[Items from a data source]
────────────────────────────────────────

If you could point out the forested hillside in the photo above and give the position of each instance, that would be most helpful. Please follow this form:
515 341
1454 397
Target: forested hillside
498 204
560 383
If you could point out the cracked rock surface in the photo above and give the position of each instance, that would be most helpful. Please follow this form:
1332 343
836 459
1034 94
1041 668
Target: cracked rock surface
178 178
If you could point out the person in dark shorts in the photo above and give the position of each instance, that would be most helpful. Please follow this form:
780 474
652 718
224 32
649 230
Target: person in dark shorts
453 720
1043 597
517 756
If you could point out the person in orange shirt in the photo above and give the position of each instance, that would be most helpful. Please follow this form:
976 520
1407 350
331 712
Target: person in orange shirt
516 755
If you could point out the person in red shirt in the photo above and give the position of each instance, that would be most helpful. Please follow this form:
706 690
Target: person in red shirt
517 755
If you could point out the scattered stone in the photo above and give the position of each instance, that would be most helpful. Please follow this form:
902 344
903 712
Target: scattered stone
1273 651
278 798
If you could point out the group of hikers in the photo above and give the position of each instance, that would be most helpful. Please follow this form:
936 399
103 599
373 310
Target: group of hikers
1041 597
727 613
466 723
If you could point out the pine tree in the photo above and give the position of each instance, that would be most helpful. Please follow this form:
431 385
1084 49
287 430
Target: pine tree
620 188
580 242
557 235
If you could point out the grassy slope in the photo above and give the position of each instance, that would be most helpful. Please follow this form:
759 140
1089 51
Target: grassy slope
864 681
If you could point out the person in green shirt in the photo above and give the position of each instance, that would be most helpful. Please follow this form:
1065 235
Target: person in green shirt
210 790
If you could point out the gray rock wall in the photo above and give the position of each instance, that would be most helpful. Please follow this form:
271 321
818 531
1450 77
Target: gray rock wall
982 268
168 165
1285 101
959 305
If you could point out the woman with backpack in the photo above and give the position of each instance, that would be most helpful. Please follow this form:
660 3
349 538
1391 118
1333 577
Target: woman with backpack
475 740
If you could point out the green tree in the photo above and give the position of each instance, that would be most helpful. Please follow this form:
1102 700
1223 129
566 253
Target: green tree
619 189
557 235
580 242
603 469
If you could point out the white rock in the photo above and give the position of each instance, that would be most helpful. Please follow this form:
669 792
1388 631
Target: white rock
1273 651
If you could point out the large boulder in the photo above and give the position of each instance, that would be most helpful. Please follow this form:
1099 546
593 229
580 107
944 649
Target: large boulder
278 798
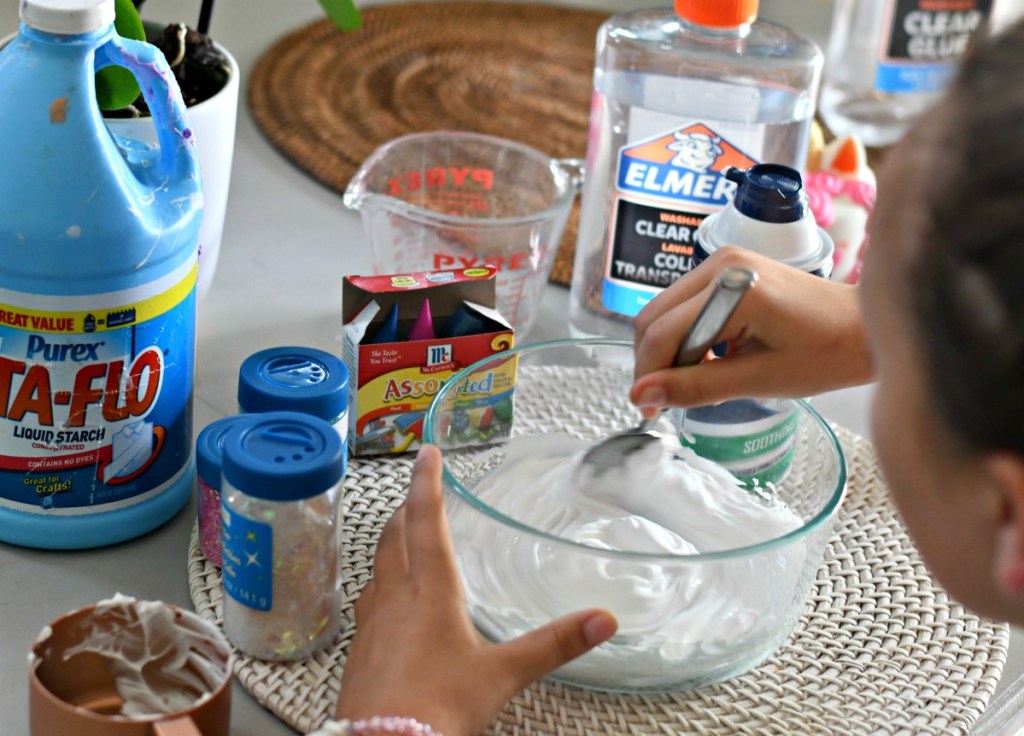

────────────────────────────────────────

• **What is being asked**
Copy out all the data above exactly, minus the images.

• **Task answer**
If you could point out the forested hillside in the photo above and give the position of each instance, that would be most helpful. Please follow this form:
515 341
1454 397
Target: forested hillside
498 204
560 383
If you could point out the cracked rock surface in the photo above and give the position of each instance, that would be most helpful. Please follow this form:
1332 343
836 459
1034 94
1041 668
Target: cracked rock surface
178 178
If you could point out the person in dark shorts in the photo above and give the position of each instance, that would be most helpful. Please follow this form:
780 474
652 718
224 32
649 230
Target: person in dark shorts
453 720
1043 597
517 756
If you could point out the person in orange shirt in the photo above and give the position of each instance, that would be most helpful. Please follow this form:
976 520
1407 350
331 712
Target: person in orange shirt
516 755
If you could point out the person in red shirt in the photo above and give the position of each instance, that would be most helpful. Please follow this form:
706 690
Target: person in red shirt
517 755
If you could point out the scattered stone in the photo above and give the position of each instance, that would be most helpful. Please follow this form:
902 344
903 712
Target: scattered stone
1273 651
278 798
If you could point out the group of hikers in the photo above and give the position of each instance, that would be most helpful. Please follow this form:
936 399
103 599
373 310
Target: group of hikers
1041 597
727 613
466 723
If you could point out the pine tree in the photo above and give the position of each instance, that would be most helpful. Please follow this form:
431 385
1084 49
287 430
Target: pine tree
620 188
580 242
557 235
If you could point out the grassy slope in the photo above and give the position of each instance, that would be most helpful. Please follow this form:
759 140
1089 51
Target: grassy slope
864 681
If you could point out the person in green shirt in the photo above and give the position of each instance, that would be most helpful. Please follow this form:
1065 235
Target: person in green shirt
210 790
If you could point out the gray rock wall in the photo above and give the position of each instance, that would be most helpful. Please follow this form:
271 321
818 531
1450 77
Target: gray rock wall
982 268
168 165
1285 101
959 305
If you could point out the woman with backpack in the photo above and give the position of each instance, that would be most helpful. Please follow this form:
660 3
349 538
1391 118
1333 577
Target: woman with backpack
475 740
If you could point out the green tree in the photo above and give the position of each instance, that would be most helpful. Please follow this form:
1102 700
1223 129
566 253
Target: green tree
619 189
557 235
580 242
603 469
If you could point out the white rock in the photo above and give the position of each instance, that would be most helpful. Please follow this form:
669 792
1388 631
Target: white rock
1273 651
If you could point out the large boulder in the photo above and give the position of each instance, that would be most helpful. Please follow this form:
1099 546
593 229
580 107
944 649
Target: large boulder
278 798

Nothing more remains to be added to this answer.